*Directions:* Retype each entry below exactly as it stands.

*Part of a data file:*
----
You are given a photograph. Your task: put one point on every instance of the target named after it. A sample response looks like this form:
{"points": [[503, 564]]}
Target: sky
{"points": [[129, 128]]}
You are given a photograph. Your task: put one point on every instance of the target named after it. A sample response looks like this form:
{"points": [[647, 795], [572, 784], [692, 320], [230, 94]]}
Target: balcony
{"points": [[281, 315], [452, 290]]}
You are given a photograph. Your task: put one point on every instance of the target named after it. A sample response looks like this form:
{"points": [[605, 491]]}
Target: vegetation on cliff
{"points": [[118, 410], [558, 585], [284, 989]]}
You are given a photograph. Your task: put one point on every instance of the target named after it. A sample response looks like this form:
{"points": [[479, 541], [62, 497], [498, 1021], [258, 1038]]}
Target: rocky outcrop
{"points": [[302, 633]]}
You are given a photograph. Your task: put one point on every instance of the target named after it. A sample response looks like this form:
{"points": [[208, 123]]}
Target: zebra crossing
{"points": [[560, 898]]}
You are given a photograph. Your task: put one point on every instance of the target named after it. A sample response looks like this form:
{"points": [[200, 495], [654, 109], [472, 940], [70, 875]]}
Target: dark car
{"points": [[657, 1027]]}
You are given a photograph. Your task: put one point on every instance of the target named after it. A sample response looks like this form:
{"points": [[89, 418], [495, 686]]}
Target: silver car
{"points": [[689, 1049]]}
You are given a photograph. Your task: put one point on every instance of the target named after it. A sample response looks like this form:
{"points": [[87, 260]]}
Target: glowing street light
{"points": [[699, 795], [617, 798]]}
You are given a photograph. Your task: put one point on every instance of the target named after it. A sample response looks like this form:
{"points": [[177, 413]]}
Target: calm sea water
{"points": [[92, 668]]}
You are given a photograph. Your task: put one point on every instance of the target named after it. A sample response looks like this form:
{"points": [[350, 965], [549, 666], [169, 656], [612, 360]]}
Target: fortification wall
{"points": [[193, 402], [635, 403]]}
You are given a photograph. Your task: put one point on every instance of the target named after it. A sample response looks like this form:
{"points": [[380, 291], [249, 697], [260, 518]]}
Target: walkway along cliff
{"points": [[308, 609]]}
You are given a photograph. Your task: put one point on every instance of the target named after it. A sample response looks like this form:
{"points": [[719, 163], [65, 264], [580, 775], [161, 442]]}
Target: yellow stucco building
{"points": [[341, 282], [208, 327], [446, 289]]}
----
*Response to the task:*
You are given a photograph. Your task: put one point on every instance of the target named after it. A sample response looks like this form:
{"points": [[503, 564]]}
Target: sky
{"points": [[129, 128]]}
You are given a photograph. Your task: put one point on every instance of the target named after it. A sample response looks like this form:
{"points": [[647, 795], [572, 784], [692, 320], [230, 94]]}
Target: balcony
{"points": [[281, 315], [452, 290]]}
You are given a photograph. Your task: put one point on every instance of the target named after it. A sample response looks like this form:
{"points": [[605, 491]]}
Target: vegetation on cliff
{"points": [[118, 410], [558, 585], [284, 989]]}
You are given a photograph. Your task: put one point on every instance of the target named after it. A sample response looks like this form:
{"points": [[479, 541], [62, 497], [498, 1021], [258, 1038]]}
Target: rocky outcrop
{"points": [[302, 633]]}
You are given a photograph. Your task: put one point on every instance of the target named after it. A sample response looks like this form:
{"points": [[208, 123]]}
Target: zebra crossing
{"points": [[560, 898]]}
You are given a photograph. Your task: put one point on every instance of the target named after it. A sample response looks like this form:
{"points": [[200, 495], [654, 109], [472, 940], [70, 875]]}
Target: dark car
{"points": [[657, 1027]]}
You are given a photograph. Your task: put one point on every instance of the target named after it. A sample response looks like this form:
{"points": [[89, 418], [495, 686]]}
Target: silver car
{"points": [[689, 1049]]}
You are given a photograph. Your task: put one point on every instance of the target named after it. A sample response looks like this form:
{"points": [[87, 260]]}
Target: glowing street light
{"points": [[699, 795], [617, 798]]}
You are given a photograph. Your task: put one point on every instance of the target named after it. A sample response looks like this form:
{"points": [[177, 413]]}
Target: calm sea water
{"points": [[92, 668]]}
You are given a photograph. Your task: put one point on every instance of the target named after it. A sample response looks like this form:
{"points": [[350, 965], [549, 666], [169, 656], [612, 360]]}
Target: fortification wall
{"points": [[193, 402], [635, 403]]}
You are given a photograph. Your task: put one point on every instance of the target named after it. A sample response looks like this form:
{"points": [[380, 291], [249, 697], [260, 518]]}
Target: walkway along cliff
{"points": [[308, 609]]}
You are given a photograph. Your task: put one point on every instance of the target named after it. A sample response looks like this form:
{"points": [[719, 163], [65, 264], [580, 775], [161, 442]]}
Target: yellow stucco building
{"points": [[341, 282], [208, 327], [446, 289]]}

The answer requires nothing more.